### WHAT IS REQUIRED
In the whale meat text, what is the tongue called?

The fluke or tail flipper is referred to as either oba (尾羽) or obake (尾羽毛). After being cured in salt it is thinly sliced, scalded with hot water and rinsed, and served as sarashi kujira (pictured).
The tongue, called saezuri (さえずり) is often processed and used in high-end oden. The fried skin after the blubber is called koro, and analogous to "fritter/crackling".
The Japanese Wikipedia article at 鯨肉 provides a more extensive list of whale tissues eaten, which includes the intestines, sex organs, and other offal.
Some other dishes are: cubed and grilled blubber, cartilage salads, and whale skin stew.
As of 2006, in Japan, 5,560 tons of whale meat worth ¥5.5 billion is sold in every year. The Japanese market has declined in recent years, with prices falling to $26 per kilogram in 2004, down $6 per kilogram from 1999. Fluke meat can sell for over $200 per kilogram, over three times the price of belly meat.
Greenpeace has alleged that some of the meat on sale is illegally sourced. They have claimed that it has been illegally smuggled from crew members of research ships and that more meat is caught than can be consumed by humans, with up to 20% of 2004's catch going unsold.

### RECORD SET
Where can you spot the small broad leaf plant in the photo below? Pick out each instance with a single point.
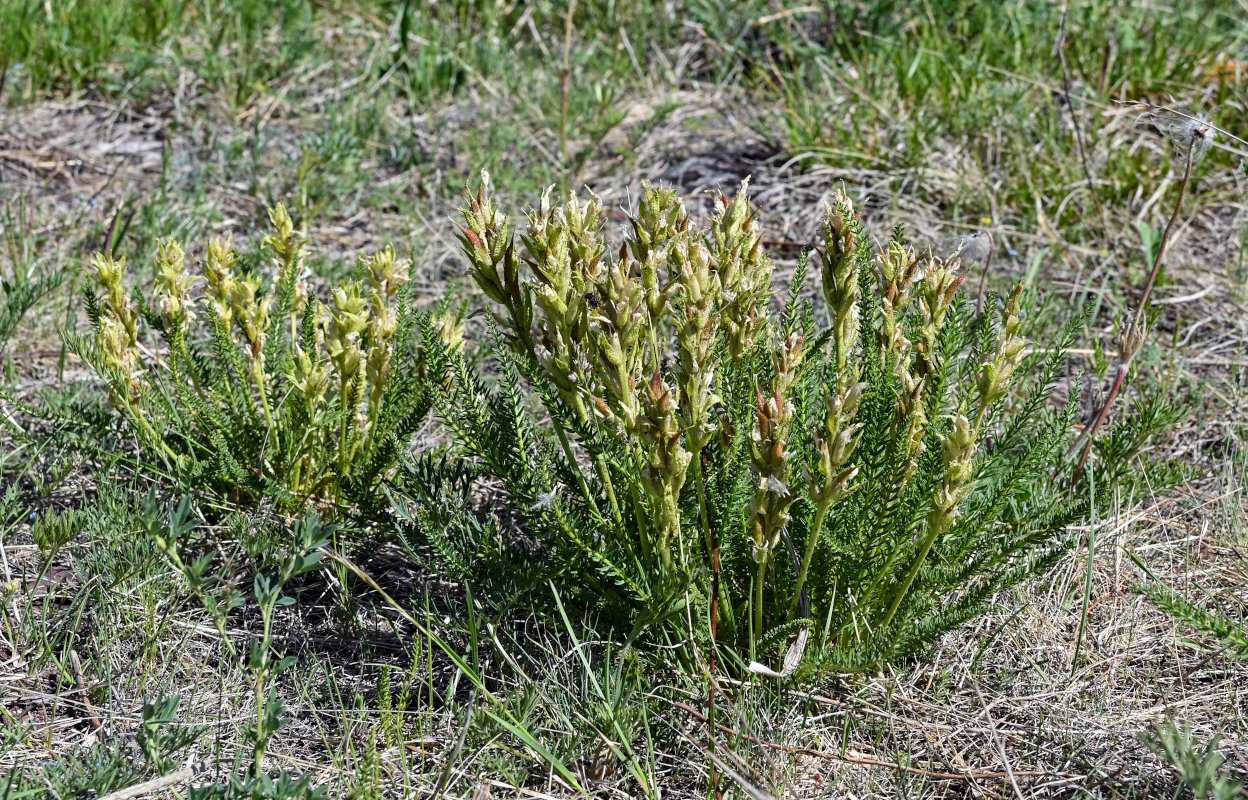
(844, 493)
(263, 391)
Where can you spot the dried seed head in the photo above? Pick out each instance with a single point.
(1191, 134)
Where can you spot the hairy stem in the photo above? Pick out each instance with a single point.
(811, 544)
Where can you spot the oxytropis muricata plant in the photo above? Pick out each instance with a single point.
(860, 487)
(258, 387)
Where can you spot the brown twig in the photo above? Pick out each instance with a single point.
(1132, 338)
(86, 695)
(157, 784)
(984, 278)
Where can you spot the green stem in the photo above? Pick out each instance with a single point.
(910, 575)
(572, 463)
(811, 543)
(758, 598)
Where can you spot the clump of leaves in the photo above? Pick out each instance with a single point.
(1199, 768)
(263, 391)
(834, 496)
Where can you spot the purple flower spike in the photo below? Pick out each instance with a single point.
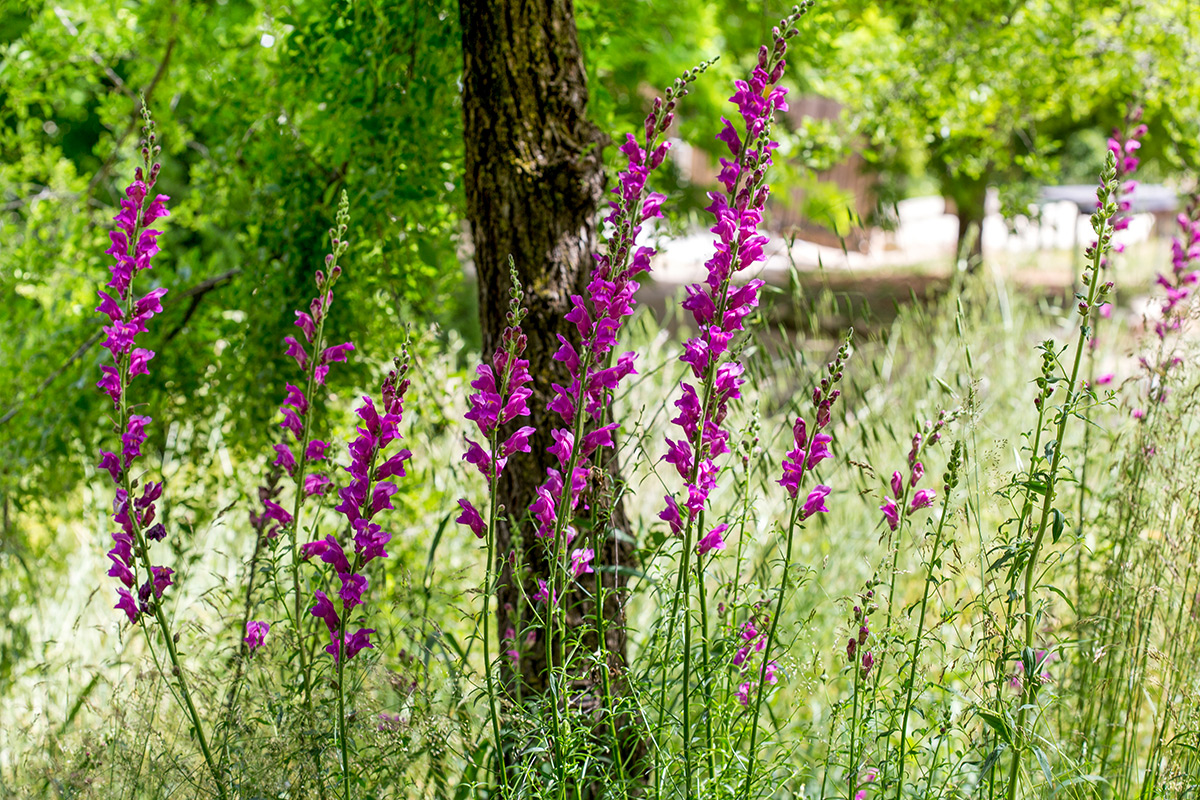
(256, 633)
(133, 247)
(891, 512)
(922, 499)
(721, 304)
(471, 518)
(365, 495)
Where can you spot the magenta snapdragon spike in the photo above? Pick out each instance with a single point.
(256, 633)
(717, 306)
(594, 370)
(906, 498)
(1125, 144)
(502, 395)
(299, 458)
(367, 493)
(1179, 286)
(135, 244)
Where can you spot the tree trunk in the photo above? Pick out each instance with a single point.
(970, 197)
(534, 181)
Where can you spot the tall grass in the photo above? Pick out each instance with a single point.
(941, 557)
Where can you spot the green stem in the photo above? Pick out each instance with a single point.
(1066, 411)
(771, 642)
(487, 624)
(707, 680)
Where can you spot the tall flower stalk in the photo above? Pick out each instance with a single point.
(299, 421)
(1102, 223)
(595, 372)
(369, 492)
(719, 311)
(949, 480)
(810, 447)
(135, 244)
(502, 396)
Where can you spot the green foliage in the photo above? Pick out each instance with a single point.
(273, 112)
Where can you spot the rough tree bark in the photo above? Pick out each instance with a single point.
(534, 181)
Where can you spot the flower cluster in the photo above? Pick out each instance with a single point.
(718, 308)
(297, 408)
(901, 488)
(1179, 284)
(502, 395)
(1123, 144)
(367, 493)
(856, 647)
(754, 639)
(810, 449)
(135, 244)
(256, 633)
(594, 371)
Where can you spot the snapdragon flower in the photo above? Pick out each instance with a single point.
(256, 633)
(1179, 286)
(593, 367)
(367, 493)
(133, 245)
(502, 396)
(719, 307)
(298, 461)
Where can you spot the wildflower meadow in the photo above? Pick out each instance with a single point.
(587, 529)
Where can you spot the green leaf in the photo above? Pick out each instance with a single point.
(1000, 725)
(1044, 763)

### WRITTEN ANSWER
Saezuri (さえずり)